Work instructions – Please identify every line in the records below that contains the string "stainless" and copy each of those lines out. Case counts, so only lines with that same capitalization qualify.

--------------------

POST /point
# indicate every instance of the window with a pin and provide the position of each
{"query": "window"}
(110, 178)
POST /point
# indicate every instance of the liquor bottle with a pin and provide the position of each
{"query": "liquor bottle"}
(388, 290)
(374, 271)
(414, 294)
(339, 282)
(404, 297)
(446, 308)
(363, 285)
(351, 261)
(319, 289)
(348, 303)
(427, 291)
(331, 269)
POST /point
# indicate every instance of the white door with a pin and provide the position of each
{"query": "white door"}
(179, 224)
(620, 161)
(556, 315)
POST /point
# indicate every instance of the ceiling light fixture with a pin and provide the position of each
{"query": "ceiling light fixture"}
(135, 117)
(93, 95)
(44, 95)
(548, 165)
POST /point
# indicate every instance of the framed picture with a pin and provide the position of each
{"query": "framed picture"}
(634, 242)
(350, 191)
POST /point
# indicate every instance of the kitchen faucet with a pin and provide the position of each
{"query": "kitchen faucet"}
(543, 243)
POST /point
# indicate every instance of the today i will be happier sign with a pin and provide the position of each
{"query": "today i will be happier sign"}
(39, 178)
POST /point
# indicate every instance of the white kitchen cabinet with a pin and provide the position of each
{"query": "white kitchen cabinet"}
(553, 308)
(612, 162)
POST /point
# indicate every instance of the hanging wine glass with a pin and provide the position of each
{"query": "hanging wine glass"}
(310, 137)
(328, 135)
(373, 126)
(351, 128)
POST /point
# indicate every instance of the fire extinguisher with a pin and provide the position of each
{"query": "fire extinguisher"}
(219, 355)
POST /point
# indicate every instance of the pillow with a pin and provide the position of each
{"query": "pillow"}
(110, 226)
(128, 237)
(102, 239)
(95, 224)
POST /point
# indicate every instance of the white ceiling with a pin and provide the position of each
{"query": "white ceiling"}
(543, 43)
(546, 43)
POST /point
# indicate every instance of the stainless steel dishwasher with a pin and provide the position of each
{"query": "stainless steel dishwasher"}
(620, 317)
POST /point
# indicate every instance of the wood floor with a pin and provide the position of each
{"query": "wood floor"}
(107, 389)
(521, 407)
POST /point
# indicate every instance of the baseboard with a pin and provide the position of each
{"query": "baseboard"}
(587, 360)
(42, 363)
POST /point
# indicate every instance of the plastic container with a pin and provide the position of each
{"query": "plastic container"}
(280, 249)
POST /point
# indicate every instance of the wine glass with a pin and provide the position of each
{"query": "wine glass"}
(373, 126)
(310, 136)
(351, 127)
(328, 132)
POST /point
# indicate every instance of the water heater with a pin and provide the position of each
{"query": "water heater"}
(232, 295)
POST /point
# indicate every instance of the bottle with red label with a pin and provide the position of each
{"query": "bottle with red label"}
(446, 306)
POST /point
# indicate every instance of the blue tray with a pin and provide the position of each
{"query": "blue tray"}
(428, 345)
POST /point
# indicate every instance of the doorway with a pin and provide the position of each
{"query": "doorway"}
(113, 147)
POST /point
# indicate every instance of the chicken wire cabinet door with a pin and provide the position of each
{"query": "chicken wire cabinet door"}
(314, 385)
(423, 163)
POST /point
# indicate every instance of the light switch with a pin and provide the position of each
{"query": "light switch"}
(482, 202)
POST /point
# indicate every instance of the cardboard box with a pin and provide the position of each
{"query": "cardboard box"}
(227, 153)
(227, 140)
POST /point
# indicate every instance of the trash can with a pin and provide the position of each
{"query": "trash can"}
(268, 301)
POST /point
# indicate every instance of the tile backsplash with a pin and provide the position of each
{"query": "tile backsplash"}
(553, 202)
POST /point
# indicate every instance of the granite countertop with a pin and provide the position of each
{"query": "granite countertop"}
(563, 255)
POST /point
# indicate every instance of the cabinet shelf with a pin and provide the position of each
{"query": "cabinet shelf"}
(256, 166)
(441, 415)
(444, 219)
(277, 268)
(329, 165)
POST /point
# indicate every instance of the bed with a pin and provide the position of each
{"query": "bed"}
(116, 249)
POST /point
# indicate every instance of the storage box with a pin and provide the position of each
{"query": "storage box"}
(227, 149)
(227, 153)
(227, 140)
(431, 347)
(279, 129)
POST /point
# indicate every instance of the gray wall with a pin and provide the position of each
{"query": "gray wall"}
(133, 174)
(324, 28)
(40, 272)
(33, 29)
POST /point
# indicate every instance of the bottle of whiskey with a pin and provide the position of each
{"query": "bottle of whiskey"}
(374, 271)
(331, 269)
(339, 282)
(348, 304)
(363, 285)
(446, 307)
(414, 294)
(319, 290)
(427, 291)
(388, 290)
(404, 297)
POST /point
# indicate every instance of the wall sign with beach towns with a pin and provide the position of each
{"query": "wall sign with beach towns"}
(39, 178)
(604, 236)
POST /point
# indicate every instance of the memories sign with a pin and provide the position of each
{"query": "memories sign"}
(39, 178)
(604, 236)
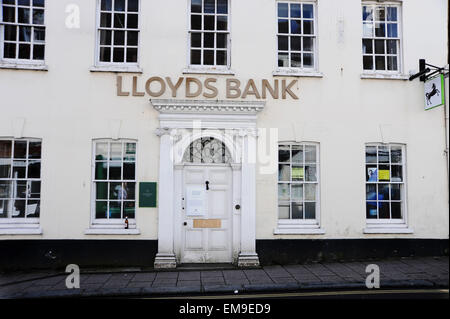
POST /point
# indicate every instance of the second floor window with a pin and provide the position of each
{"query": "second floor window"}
(296, 35)
(209, 34)
(118, 31)
(22, 31)
(381, 38)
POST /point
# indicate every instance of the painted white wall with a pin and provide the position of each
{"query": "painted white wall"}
(68, 106)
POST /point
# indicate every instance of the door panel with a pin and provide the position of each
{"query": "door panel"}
(207, 232)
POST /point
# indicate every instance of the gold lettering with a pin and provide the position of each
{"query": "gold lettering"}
(119, 87)
(210, 87)
(188, 87)
(134, 91)
(287, 89)
(253, 91)
(234, 88)
(272, 91)
(148, 86)
(175, 87)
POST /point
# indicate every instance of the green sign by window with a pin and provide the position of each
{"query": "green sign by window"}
(147, 194)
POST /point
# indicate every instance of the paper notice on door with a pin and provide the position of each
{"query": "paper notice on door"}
(195, 201)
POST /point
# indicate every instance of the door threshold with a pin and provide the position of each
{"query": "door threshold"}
(206, 266)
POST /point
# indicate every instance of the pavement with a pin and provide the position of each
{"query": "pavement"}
(419, 272)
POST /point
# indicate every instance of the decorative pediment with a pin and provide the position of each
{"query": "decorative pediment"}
(207, 107)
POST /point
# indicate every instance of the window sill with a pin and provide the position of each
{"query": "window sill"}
(112, 231)
(20, 230)
(381, 76)
(23, 66)
(297, 73)
(116, 69)
(208, 71)
(299, 231)
(387, 229)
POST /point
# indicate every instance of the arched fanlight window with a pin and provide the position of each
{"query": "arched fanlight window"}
(207, 150)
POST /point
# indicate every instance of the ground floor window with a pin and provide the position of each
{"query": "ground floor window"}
(385, 183)
(114, 181)
(20, 180)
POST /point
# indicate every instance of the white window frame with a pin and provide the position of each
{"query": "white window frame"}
(298, 71)
(208, 69)
(300, 226)
(112, 226)
(388, 74)
(387, 225)
(23, 225)
(101, 66)
(17, 63)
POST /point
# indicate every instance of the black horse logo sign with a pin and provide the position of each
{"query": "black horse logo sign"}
(433, 92)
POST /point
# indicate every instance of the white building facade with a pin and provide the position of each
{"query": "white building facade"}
(152, 133)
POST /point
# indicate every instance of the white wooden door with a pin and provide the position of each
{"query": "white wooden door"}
(206, 223)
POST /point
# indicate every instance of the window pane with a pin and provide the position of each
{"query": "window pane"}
(221, 57)
(222, 6)
(295, 43)
(295, 10)
(128, 170)
(101, 190)
(209, 6)
(9, 50)
(284, 173)
(371, 210)
(115, 170)
(295, 27)
(396, 210)
(296, 60)
(308, 12)
(105, 54)
(383, 210)
(132, 21)
(283, 26)
(397, 173)
(5, 149)
(392, 30)
(101, 170)
(380, 63)
(100, 209)
(297, 210)
(222, 23)
(297, 153)
(310, 210)
(128, 209)
(208, 23)
(310, 172)
(115, 210)
(310, 154)
(196, 6)
(208, 57)
(196, 22)
(379, 46)
(371, 192)
(208, 40)
(195, 57)
(196, 40)
(368, 63)
(283, 60)
(283, 211)
(10, 32)
(282, 10)
(221, 40)
(283, 192)
(34, 169)
(297, 192)
(38, 16)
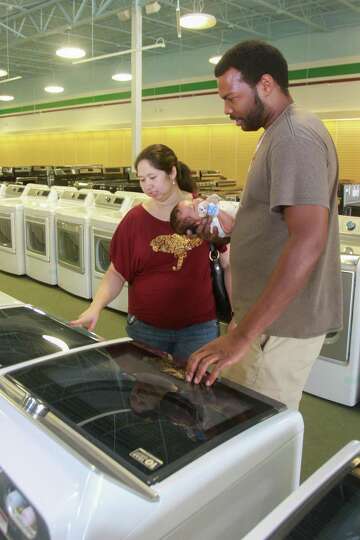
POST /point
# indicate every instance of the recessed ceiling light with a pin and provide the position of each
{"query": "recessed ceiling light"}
(54, 89)
(215, 59)
(197, 21)
(122, 77)
(70, 52)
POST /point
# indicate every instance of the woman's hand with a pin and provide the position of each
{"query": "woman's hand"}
(88, 319)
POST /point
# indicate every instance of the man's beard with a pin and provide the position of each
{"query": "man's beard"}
(255, 119)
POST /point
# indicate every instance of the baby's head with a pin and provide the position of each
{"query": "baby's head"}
(184, 216)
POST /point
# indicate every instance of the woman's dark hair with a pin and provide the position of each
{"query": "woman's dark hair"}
(164, 159)
(253, 59)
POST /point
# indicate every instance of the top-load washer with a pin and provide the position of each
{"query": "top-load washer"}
(324, 507)
(40, 248)
(108, 212)
(136, 452)
(336, 373)
(6, 300)
(28, 333)
(12, 234)
(73, 247)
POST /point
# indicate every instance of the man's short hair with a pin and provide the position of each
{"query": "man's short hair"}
(253, 59)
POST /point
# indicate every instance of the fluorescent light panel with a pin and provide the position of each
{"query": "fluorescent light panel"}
(70, 52)
(197, 21)
(11, 79)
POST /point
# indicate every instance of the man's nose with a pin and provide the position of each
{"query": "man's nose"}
(227, 108)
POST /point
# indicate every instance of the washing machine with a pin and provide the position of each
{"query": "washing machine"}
(108, 212)
(6, 300)
(136, 452)
(326, 506)
(28, 333)
(12, 235)
(73, 247)
(336, 373)
(40, 242)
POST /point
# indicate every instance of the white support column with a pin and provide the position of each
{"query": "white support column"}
(136, 83)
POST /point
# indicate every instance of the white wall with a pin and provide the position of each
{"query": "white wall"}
(335, 100)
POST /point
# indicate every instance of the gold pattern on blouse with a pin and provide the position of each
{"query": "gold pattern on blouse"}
(166, 364)
(175, 244)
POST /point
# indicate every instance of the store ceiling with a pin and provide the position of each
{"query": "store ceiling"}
(31, 31)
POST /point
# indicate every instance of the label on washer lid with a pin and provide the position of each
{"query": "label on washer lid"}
(3, 522)
(145, 458)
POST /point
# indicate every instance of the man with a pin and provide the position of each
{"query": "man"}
(285, 260)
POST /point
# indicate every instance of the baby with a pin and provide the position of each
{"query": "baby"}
(188, 214)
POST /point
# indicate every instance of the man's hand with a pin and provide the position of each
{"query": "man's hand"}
(218, 354)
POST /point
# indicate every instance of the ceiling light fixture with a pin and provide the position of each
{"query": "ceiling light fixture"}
(197, 21)
(70, 52)
(11, 79)
(54, 89)
(122, 77)
(152, 7)
(215, 59)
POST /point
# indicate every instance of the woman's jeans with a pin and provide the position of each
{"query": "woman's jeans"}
(179, 343)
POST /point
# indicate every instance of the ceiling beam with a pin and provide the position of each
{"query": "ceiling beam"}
(350, 5)
(279, 9)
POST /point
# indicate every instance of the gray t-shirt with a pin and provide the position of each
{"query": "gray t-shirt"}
(295, 163)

--------------------

Result –
# indicate every instance of the stainless steel dishwasher with a pin and provide the position of each
{"query": "stainless steel dishwasher"}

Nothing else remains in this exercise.